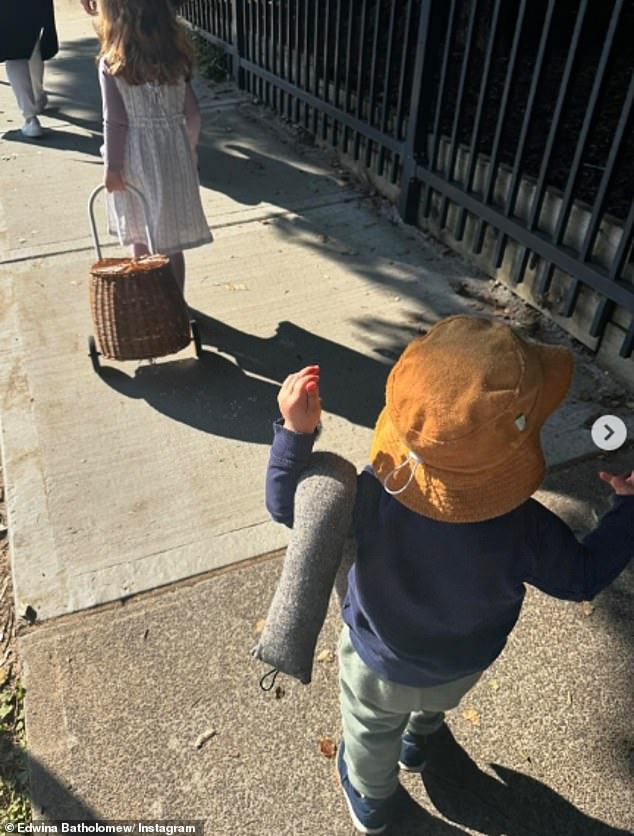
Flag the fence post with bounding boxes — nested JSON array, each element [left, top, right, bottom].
[[399, 0, 434, 223], [231, 0, 245, 90]]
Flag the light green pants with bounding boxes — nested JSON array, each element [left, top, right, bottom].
[[339, 627, 482, 798]]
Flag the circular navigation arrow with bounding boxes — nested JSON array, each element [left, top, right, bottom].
[[590, 415, 627, 450]]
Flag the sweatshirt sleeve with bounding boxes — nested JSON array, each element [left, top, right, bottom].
[[266, 419, 316, 528], [526, 496, 634, 601], [99, 58, 128, 172]]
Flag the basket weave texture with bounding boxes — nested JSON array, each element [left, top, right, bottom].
[[90, 255, 190, 360]]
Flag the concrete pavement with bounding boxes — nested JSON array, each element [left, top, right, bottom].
[[0, 0, 634, 836]]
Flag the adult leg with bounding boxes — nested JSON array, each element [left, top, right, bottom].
[[29, 40, 48, 113], [5, 38, 46, 138], [5, 58, 37, 121]]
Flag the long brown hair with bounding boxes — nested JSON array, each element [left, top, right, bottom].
[[97, 0, 195, 84]]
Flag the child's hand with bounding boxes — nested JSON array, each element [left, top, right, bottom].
[[599, 470, 634, 496], [277, 366, 321, 434], [103, 171, 125, 192]]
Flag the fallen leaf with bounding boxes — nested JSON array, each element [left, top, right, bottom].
[[194, 729, 218, 749], [319, 737, 337, 758], [462, 708, 480, 726], [315, 650, 335, 662]]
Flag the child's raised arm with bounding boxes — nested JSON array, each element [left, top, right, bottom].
[[599, 470, 634, 496], [277, 366, 321, 435]]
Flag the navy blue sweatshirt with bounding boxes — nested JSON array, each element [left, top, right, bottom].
[[266, 421, 634, 687]]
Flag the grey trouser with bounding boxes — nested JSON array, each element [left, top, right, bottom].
[[5, 38, 44, 119], [339, 627, 482, 798]]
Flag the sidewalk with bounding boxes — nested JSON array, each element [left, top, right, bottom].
[[0, 0, 634, 836]]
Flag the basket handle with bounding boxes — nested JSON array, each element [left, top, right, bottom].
[[88, 183, 154, 261]]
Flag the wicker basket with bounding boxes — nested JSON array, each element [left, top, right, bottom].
[[90, 255, 191, 360], [88, 186, 191, 360]]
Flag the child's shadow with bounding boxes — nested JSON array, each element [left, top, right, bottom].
[[414, 726, 631, 836], [95, 352, 278, 444]]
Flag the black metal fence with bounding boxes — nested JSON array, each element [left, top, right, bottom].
[[182, 0, 634, 357]]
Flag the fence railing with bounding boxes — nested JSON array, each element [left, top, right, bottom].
[[182, 0, 634, 357]]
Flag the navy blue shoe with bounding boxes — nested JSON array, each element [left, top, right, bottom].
[[337, 740, 398, 833], [398, 731, 427, 772]]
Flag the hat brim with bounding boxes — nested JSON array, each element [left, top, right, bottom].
[[370, 343, 573, 523]]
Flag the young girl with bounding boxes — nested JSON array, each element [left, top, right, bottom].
[[97, 0, 212, 290]]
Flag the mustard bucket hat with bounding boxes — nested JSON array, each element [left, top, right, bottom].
[[370, 316, 573, 523]]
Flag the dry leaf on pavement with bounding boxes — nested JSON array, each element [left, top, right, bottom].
[[315, 650, 335, 662], [462, 708, 480, 726], [319, 737, 337, 758]]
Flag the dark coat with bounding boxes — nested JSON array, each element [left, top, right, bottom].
[[0, 0, 58, 62]]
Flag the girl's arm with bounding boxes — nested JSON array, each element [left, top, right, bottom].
[[266, 366, 321, 528], [99, 58, 128, 191], [183, 81, 200, 155]]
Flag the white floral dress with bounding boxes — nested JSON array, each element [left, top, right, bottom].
[[99, 60, 212, 254]]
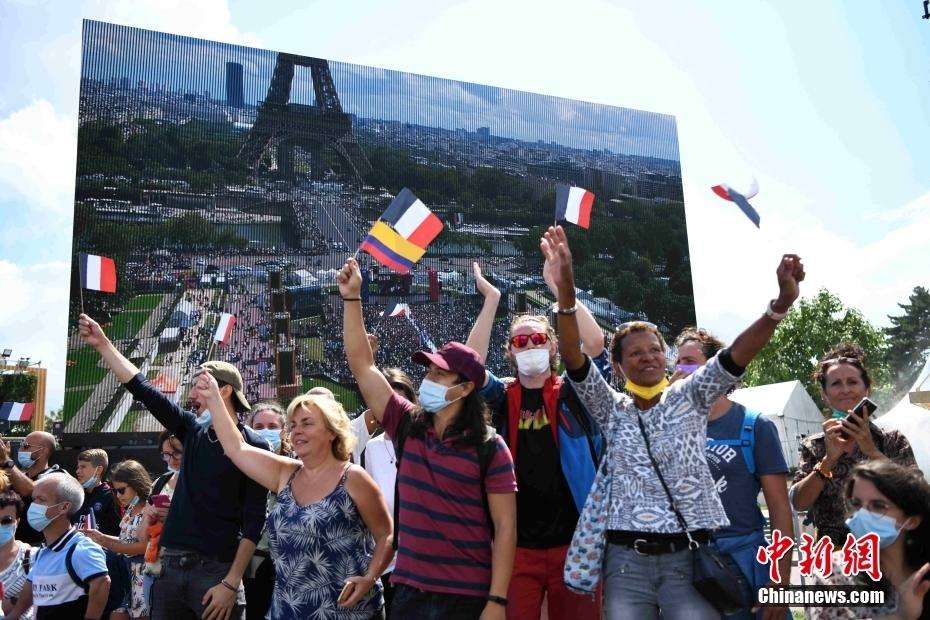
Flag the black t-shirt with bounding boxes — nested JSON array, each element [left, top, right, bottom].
[[516, 387, 578, 549], [71, 482, 120, 536]]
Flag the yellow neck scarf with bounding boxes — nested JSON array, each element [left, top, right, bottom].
[[624, 377, 668, 400]]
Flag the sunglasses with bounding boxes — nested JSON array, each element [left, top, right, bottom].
[[510, 332, 549, 349]]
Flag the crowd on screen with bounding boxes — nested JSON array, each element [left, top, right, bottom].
[[0, 228, 930, 620]]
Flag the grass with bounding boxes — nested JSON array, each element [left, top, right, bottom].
[[303, 377, 363, 413], [65, 347, 108, 388], [61, 387, 94, 423], [126, 293, 164, 310]]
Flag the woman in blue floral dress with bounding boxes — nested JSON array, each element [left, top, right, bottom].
[[194, 373, 393, 620]]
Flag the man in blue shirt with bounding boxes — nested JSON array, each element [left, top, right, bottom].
[[675, 329, 794, 620], [79, 314, 269, 620], [4, 474, 110, 620]]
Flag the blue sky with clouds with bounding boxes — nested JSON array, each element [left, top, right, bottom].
[[0, 0, 930, 406]]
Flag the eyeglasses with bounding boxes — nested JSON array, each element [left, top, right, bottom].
[[510, 332, 549, 349], [846, 497, 891, 516]]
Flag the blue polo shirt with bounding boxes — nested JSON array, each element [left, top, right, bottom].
[[26, 528, 108, 618]]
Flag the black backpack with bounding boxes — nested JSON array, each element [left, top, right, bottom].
[[393, 415, 497, 550]]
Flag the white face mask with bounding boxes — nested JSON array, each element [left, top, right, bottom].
[[514, 347, 550, 377]]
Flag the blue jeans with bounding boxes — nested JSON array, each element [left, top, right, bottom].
[[149, 549, 245, 620], [604, 544, 720, 620], [391, 583, 487, 620]]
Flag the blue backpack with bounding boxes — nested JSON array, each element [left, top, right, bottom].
+++
◆ **Given instruction**:
Update the listing above by changing every "Flag" to "Mark" and leaving the rest unchanged. Omit the pictures from your answer.

◆ **Reply to the task**:
Mark the fence post with bounding boxes — nested JSON array, each element [left, top, right, bottom].
[[399, 0, 434, 223], [231, 0, 245, 90]]
Mark the light green pants with bounding boxes — nested JSON array, each element [left, top, right, bottom].
[[339, 627, 482, 798]]
Mark the circular navigation arrow with bounding boxes — nested JSON array, each element [left, top, right, bottom].
[[590, 415, 627, 450]]
Mark the sweatshirt sleeve with bounding boxes — nested JSON array, each element [left, top, right, bottom].
[[266, 419, 316, 528], [526, 496, 634, 601], [99, 58, 128, 172]]
Mark the basket weave texture with bounding boxes — nested JSON array, each element [left, top, right, bottom].
[[90, 255, 190, 360]]
Mark the concrete pavement with bounding boxes — nested JSON array, each element [left, top, right, bottom].
[[0, 0, 634, 836]]
Mark the adult leg with bounding boxes — nested JSON array, each element [left, top, right, bottom].
[[29, 40, 48, 113], [5, 38, 46, 138], [5, 58, 37, 121]]
Mark the long brown hair with bounding boxes — nested JSON array, each element [left, top, right, bottom].
[[97, 0, 195, 84]]
Mark the child's hand with bounding boxes — nested JSON array, each element [left, top, right, bottom].
[[599, 470, 634, 496], [277, 366, 321, 434], [103, 171, 125, 192]]
Mark the fallen leaf with bounding boxes — nested JSON array, each element [left, top, right, bottom].
[[194, 729, 218, 749], [319, 737, 337, 758], [462, 708, 480, 726], [315, 650, 335, 662]]
Mark the child's raised arm with bounding boxes — nested JSON array, each element [left, top, right, bottom].
[[599, 470, 634, 496], [277, 366, 321, 435]]
Mark the navy blue sweatshirt with bounding boxes — nested JSON array, each element [left, top, right, bottom].
[[266, 421, 634, 687]]
Mark the grey trouser with bounding boxes — nested JSON array, each element [left, top, right, bottom].
[[5, 38, 44, 119], [339, 627, 482, 798]]
Mark the sidewalk with bounding boxes — nested JSON array, each element [left, top, right, bottom].
[[0, 0, 634, 836]]
Mark the basket handle with bounding boxes — nested JSON array, each element [left, top, right, bottom].
[[88, 183, 154, 261]]
Mark the wicker basket with bounding boxes — nested JSON array, each element [left, top, right, bottom].
[[90, 255, 191, 360], [88, 186, 191, 360]]
Mark the child's shadow with bounding boxes — nested JSON array, each element [left, top, right, bottom].
[[414, 726, 631, 836], [95, 352, 278, 444]]
Mark the black metal fence with bounding boxes — nested JSON array, each element [left, top, right, bottom].
[[182, 0, 634, 357]]
Mark the fence railing with bounding boxes — nested JSON array, each element [left, top, right, bottom].
[[182, 0, 634, 357]]
Mark the navy blue shoe with bounding boxes — nested JSON array, each element [left, top, right, bottom].
[[337, 740, 398, 833], [398, 731, 427, 772]]
Mark the hat brim with bounding boxes — nested JSON array, each element [left, top, right, bottom].
[[370, 343, 573, 523]]
Mark the young girl with bounding boxes — nested JSON array, each element [left, top, right, bottom].
[[97, 0, 212, 290]]
Mark the mustard bucket hat with bounding boxes — nested JSON array, each element [left, top, right, bottom].
[[370, 316, 573, 523]]
Mark the dry leaf on pavement with bounding boxes — nested JSON array, each element [left, top, right, bottom].
[[315, 650, 335, 662], [462, 708, 480, 726], [319, 737, 337, 758]]
Mark the dark coat with bounding boxes — nested JSON array, each element [left, top, right, bottom].
[[0, 0, 58, 62]]
Mark the girl's arm with bounding boxes — nested JSON array, each element [left, top, right, bottom].
[[266, 366, 321, 528], [99, 58, 128, 191], [183, 81, 200, 155]]
Mark the white floral dress with bounding boxes — nested JSON array, each element [left, top, right, bottom].
[[99, 60, 212, 254]]
Mark the black t-shirt with bounding boxes — nested JSON array, each element [left, top, right, bottom].
[[516, 387, 578, 549], [71, 482, 120, 536]]
Mark the yellow neck scarf with bounding boxes — nested JSON array, each element [left, top, right, bottom].
[[624, 377, 668, 400]]
Mark the sunglasses with bounding boxes — nested JSON array, each element [left, top, right, bottom].
[[510, 332, 549, 349]]
Mark the crowd on screen with bounding boxes — nested JSON array, each element [left, top, right, bottom].
[[0, 228, 930, 620]]
Mark the grass with bounding boxes — nested JSON array, each element [left, top, right, bottom].
[[303, 377, 363, 413], [65, 347, 108, 388], [61, 387, 94, 423], [126, 293, 164, 310]]
Mark the woman in blue floral dress with bounding boxes — nested JSON array, each element [left, top, right, bottom].
[[194, 373, 393, 620]]
Mark the man in blue shirt with bounding boxes — nested JSON array, each element [left, top, right, bottom].
[[675, 329, 794, 620], [79, 314, 269, 620], [4, 474, 110, 620]]
Mark the blue sky with clouds with bounding boxes — nested JSON array, each element [left, top, right, bottom].
[[0, 0, 930, 406]]
Mark the eyeglasses with bounding boxes — nested JSON array, each element [left, top, right, bottom].
[[510, 332, 549, 349], [846, 497, 891, 516]]
Mark the blue polo shirt with bounding boxes — nested JSON array, each element [left, top, right, bottom].
[[26, 528, 108, 618]]
Mark the black backpack with bounding boxes — nested JSON array, each element [left, top, right, bottom].
[[393, 415, 497, 550]]
Mark the white face mask with bounding boxes — nested JSON array, each element [left, top, right, bottom].
[[514, 347, 550, 377]]
Mark the blue jeans with bounding boxes — nested JSON array, each element [left, top, right, bottom].
[[149, 549, 245, 620], [604, 544, 720, 620], [391, 583, 487, 620]]
Mark the blue backpack with bounding boxes — nested JSON array, each element [left, top, right, bottom].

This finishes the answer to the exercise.